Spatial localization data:
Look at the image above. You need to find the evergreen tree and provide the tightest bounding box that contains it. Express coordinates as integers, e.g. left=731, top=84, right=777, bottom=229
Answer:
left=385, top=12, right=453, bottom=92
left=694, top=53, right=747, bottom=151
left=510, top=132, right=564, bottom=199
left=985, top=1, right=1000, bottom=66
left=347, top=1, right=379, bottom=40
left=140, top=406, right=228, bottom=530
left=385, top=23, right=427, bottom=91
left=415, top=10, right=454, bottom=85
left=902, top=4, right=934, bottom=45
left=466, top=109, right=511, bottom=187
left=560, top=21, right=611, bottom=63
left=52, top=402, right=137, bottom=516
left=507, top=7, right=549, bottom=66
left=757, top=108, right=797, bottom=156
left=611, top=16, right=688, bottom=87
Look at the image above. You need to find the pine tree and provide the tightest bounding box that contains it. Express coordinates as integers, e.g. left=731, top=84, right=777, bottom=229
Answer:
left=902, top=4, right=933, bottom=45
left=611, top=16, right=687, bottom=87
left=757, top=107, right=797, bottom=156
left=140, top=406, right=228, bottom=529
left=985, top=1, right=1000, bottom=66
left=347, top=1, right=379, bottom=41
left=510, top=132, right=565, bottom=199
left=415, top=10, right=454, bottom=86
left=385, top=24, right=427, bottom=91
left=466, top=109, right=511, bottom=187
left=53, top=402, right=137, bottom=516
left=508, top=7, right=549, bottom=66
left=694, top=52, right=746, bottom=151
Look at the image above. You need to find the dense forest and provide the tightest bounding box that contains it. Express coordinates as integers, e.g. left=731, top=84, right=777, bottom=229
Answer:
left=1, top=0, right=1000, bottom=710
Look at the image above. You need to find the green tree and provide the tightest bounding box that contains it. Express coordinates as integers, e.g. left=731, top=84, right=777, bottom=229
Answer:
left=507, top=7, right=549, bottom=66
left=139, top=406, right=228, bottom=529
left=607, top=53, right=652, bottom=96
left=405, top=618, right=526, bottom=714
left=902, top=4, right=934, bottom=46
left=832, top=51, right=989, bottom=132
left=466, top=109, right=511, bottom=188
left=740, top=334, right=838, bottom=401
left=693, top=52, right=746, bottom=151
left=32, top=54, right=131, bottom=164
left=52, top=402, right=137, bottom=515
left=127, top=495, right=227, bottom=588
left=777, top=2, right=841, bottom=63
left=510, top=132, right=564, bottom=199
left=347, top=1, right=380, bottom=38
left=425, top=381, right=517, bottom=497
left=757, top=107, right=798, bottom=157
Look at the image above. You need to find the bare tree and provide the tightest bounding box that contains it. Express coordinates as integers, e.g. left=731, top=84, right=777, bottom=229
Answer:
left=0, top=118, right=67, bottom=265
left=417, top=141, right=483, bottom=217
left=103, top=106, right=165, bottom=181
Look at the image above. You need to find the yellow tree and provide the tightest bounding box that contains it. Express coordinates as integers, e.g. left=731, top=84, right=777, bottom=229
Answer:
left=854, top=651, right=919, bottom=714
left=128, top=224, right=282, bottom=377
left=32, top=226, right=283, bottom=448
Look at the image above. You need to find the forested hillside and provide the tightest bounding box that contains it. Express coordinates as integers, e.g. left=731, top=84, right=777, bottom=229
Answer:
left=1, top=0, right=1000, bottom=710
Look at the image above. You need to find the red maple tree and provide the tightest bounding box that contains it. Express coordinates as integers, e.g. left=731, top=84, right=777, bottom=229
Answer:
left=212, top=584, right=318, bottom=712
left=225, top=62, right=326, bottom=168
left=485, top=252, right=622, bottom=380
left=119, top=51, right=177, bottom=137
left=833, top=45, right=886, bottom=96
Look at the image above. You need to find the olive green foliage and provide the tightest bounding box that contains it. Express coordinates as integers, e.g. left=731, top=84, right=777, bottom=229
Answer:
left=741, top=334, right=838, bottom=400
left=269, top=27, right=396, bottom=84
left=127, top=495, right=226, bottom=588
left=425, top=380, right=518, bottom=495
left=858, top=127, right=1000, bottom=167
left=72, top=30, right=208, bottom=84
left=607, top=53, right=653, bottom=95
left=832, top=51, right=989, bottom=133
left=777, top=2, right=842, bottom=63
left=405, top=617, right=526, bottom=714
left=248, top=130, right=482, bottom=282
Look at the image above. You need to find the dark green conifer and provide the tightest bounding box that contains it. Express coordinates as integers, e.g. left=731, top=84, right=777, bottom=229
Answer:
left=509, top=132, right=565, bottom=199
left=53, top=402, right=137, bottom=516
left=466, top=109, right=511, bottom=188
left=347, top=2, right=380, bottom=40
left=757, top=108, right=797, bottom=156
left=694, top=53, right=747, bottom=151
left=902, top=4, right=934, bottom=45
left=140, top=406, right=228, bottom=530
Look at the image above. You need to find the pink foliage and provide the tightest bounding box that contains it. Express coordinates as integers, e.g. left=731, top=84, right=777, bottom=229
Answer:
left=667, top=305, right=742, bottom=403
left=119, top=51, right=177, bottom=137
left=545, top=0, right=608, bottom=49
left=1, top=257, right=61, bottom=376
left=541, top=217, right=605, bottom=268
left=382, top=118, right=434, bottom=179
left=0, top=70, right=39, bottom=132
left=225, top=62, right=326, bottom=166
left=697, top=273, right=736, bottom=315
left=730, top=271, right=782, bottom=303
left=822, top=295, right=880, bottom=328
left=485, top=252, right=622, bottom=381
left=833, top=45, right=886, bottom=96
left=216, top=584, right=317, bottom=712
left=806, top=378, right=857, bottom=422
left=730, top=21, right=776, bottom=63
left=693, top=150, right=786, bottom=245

▶ _What is being asked_:
Reproduce every record word for word.

▶ _Written response_:
Look at the image above. You need to find the evergreen tree and provide the tightest bounding box that contains it. Express coordinates as integers, e.g. left=731, top=84, right=777, bottom=229
Answer:
left=385, top=12, right=453, bottom=92
left=694, top=53, right=747, bottom=151
left=510, top=132, right=564, bottom=199
left=985, top=1, right=1000, bottom=66
left=347, top=1, right=379, bottom=40
left=140, top=406, right=228, bottom=530
left=385, top=23, right=427, bottom=91
left=415, top=10, right=454, bottom=85
left=902, top=4, right=934, bottom=45
left=466, top=109, right=511, bottom=187
left=560, top=21, right=611, bottom=63
left=52, top=402, right=137, bottom=516
left=507, top=7, right=549, bottom=66
left=757, top=108, right=797, bottom=156
left=611, top=16, right=688, bottom=87
Look at the image above. You need to find the pine tree and provide the tightest bounding box that contains it. Express coordinates as integers, e.g. left=731, top=84, right=777, bottom=229
Answer:
left=902, top=4, right=933, bottom=45
left=611, top=16, right=687, bottom=87
left=757, top=107, right=797, bottom=156
left=140, top=406, right=228, bottom=529
left=985, top=1, right=1000, bottom=66
left=347, top=1, right=379, bottom=41
left=510, top=132, right=565, bottom=199
left=415, top=10, right=454, bottom=86
left=385, top=24, right=427, bottom=91
left=466, top=109, right=511, bottom=187
left=53, top=402, right=137, bottom=516
left=508, top=7, right=549, bottom=66
left=694, top=52, right=746, bottom=151
Look at the image above. You need to find the dense forest and provide the tightest bounding box that contains it. Express coordinates as integers, e.g. left=731, top=84, right=777, bottom=229
Answer:
left=1, top=0, right=1000, bottom=710
Look at the image above. You need to find the green tree and provide the tightest bounding box that contains it. Express coordinates as integers, e.g. left=731, top=84, right=777, bottom=229
Answer:
left=507, top=7, right=549, bottom=66
left=139, top=406, right=228, bottom=529
left=607, top=53, right=652, bottom=96
left=405, top=618, right=526, bottom=714
left=902, top=4, right=934, bottom=46
left=832, top=51, right=989, bottom=132
left=466, top=109, right=511, bottom=188
left=740, top=334, right=838, bottom=401
left=693, top=52, right=746, bottom=151
left=32, top=54, right=131, bottom=164
left=52, top=402, right=137, bottom=515
left=127, top=495, right=227, bottom=588
left=777, top=2, right=841, bottom=63
left=510, top=132, right=564, bottom=199
left=347, top=1, right=380, bottom=38
left=425, top=381, right=517, bottom=497
left=757, top=107, right=798, bottom=157
Look at the image above. You need to find the bare tree and provide the tightest bounding box that contains it. Express coordinates as integers, e.g. left=731, top=84, right=777, bottom=229
Answer:
left=0, top=118, right=67, bottom=265
left=417, top=141, right=483, bottom=217
left=103, top=106, right=165, bottom=181
Look at the image above. You need to find the yellow tree and provide the tightest bounding box that contains it. Express coordinates as integers, e.g. left=731, top=84, right=777, bottom=229
Answer:
left=854, top=651, right=919, bottom=714
left=128, top=224, right=282, bottom=377
left=32, top=226, right=283, bottom=448
Look at the image above. You need to find the forested hillside and provide the tightest bounding box that contains it. Express coordinates as integers, e.g. left=731, top=84, right=777, bottom=229
Answer:
left=1, top=0, right=1000, bottom=710
Look at the image above. You need to find the red maple tree and provide the tightest bounding box that contains it. Express coordinates as integers, e.g. left=731, top=84, right=777, bottom=229
Answer:
left=212, top=584, right=318, bottom=712
left=225, top=62, right=326, bottom=168
left=485, top=252, right=622, bottom=380
left=119, top=51, right=177, bottom=137
left=833, top=45, right=886, bottom=96
Look at the image above. You need to find the olive green foliage and provide the tightest bounding box that contains it. Express coordinates as integers, e.g. left=731, top=84, right=777, bottom=229
Answer:
left=741, top=334, right=838, bottom=400
left=269, top=27, right=396, bottom=84
left=127, top=495, right=226, bottom=588
left=425, top=380, right=518, bottom=495
left=858, top=127, right=1000, bottom=167
left=72, top=30, right=208, bottom=84
left=607, top=53, right=653, bottom=95
left=832, top=51, right=989, bottom=133
left=777, top=2, right=842, bottom=63
left=405, top=617, right=526, bottom=714
left=248, top=130, right=482, bottom=282
Look at the image above. You need to find the dark green conifer and provide the tightest bounding box that contains it. Express coordinates as integers, e.g. left=731, top=84, right=777, bottom=229
Answer:
left=509, top=132, right=565, bottom=199
left=53, top=402, right=137, bottom=516
left=466, top=109, right=511, bottom=188
left=347, top=2, right=380, bottom=40
left=757, top=108, right=797, bottom=156
left=694, top=53, right=747, bottom=151
left=902, top=4, right=934, bottom=45
left=140, top=406, right=228, bottom=530
Look at the image above. You need to find the pink foliage and provide the tightest bounding box that contains it. Express coordinates as integers, e.g. left=731, top=84, right=777, bottom=229
Answer:
left=667, top=305, right=742, bottom=403
left=119, top=51, right=177, bottom=137
left=545, top=0, right=608, bottom=49
left=1, top=257, right=61, bottom=376
left=541, top=217, right=605, bottom=268
left=382, top=118, right=434, bottom=179
left=0, top=70, right=39, bottom=132
left=225, top=62, right=326, bottom=166
left=697, top=273, right=736, bottom=315
left=730, top=271, right=782, bottom=303
left=822, top=295, right=880, bottom=328
left=485, top=252, right=622, bottom=381
left=833, top=45, right=886, bottom=96
left=216, top=584, right=317, bottom=712
left=806, top=378, right=857, bottom=422
left=730, top=21, right=776, bottom=63
left=693, top=150, right=786, bottom=245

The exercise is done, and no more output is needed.